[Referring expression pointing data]
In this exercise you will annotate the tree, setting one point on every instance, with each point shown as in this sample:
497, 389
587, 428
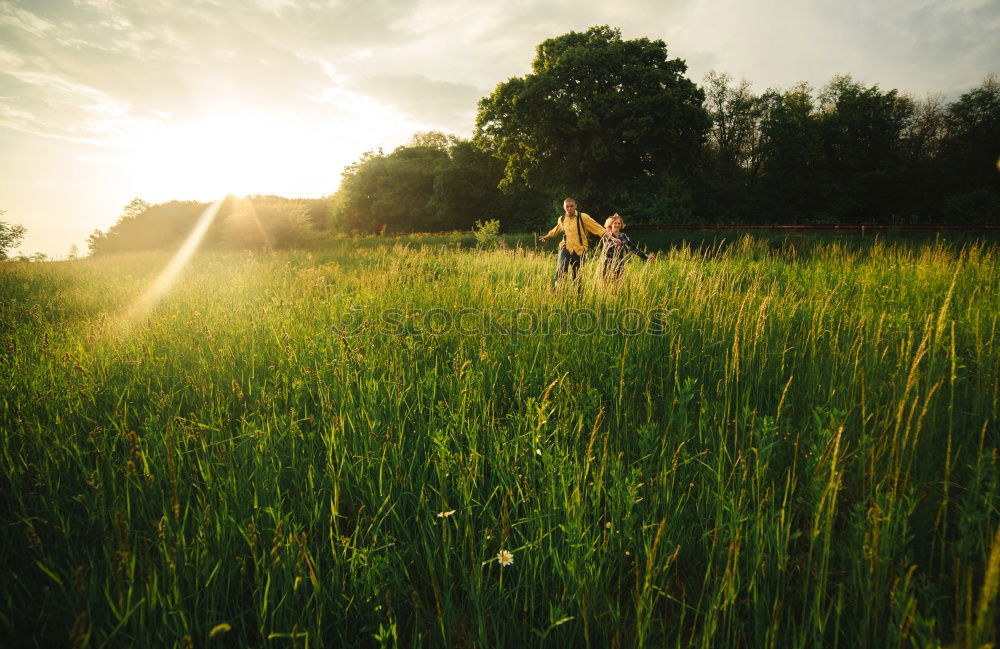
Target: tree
734, 151
604, 119
971, 146
861, 130
791, 176
11, 234
393, 190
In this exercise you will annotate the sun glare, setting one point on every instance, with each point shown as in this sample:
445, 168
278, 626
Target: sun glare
230, 152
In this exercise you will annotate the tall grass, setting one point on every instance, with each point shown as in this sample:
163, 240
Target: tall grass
295, 449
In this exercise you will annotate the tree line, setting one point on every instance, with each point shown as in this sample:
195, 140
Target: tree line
617, 124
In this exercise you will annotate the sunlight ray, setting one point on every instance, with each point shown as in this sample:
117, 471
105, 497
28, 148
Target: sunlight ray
169, 274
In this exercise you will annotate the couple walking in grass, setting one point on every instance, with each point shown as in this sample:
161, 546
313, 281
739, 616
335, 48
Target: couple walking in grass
575, 225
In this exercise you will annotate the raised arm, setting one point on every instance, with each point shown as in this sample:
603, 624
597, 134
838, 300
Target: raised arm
554, 231
592, 226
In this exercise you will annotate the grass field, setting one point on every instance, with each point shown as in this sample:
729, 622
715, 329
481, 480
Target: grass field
740, 446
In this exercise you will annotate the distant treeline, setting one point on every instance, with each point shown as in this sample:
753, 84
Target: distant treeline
617, 124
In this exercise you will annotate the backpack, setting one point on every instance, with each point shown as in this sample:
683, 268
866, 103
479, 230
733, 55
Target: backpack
581, 234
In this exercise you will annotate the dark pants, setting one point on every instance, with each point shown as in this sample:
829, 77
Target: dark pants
568, 261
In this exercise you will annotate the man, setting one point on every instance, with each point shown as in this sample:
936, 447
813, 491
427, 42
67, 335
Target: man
574, 226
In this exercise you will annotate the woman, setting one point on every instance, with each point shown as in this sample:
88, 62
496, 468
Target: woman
614, 245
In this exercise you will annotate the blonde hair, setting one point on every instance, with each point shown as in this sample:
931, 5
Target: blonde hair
607, 221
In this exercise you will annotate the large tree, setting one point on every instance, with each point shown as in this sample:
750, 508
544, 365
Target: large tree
10, 235
607, 120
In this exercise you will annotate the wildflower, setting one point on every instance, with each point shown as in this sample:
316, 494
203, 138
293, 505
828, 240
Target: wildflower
224, 627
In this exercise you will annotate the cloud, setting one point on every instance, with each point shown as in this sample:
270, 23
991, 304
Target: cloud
438, 103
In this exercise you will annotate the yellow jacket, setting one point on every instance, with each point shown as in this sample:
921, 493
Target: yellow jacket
575, 228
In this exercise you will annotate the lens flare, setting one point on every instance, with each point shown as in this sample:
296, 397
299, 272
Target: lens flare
169, 274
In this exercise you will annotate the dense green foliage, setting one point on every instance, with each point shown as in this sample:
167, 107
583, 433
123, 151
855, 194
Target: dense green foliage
436, 183
851, 154
802, 452
616, 124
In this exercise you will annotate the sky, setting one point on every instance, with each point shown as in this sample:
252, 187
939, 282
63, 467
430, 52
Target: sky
102, 101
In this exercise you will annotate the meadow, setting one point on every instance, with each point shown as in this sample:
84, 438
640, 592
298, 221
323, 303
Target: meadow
742, 445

◆ **PROBLEM DETAILS**
Copy out exactly the lines that run from the one holding "Target: dense green foliage" through the end of the data above.

◆ **ANSWER SPACE**
Target: dense green foliage
436, 183
851, 154
802, 452
616, 124
In this exercise you will annotate the sky, setting one point on every instance, with each point shown as in this sample:
252, 187
939, 282
63, 467
430, 52
Target: sky
102, 101
In this exercise you will annotate the meadow, setting one point on every instance, with each point shown as in this sample:
84, 438
640, 592
298, 221
323, 303
Target: meadow
742, 445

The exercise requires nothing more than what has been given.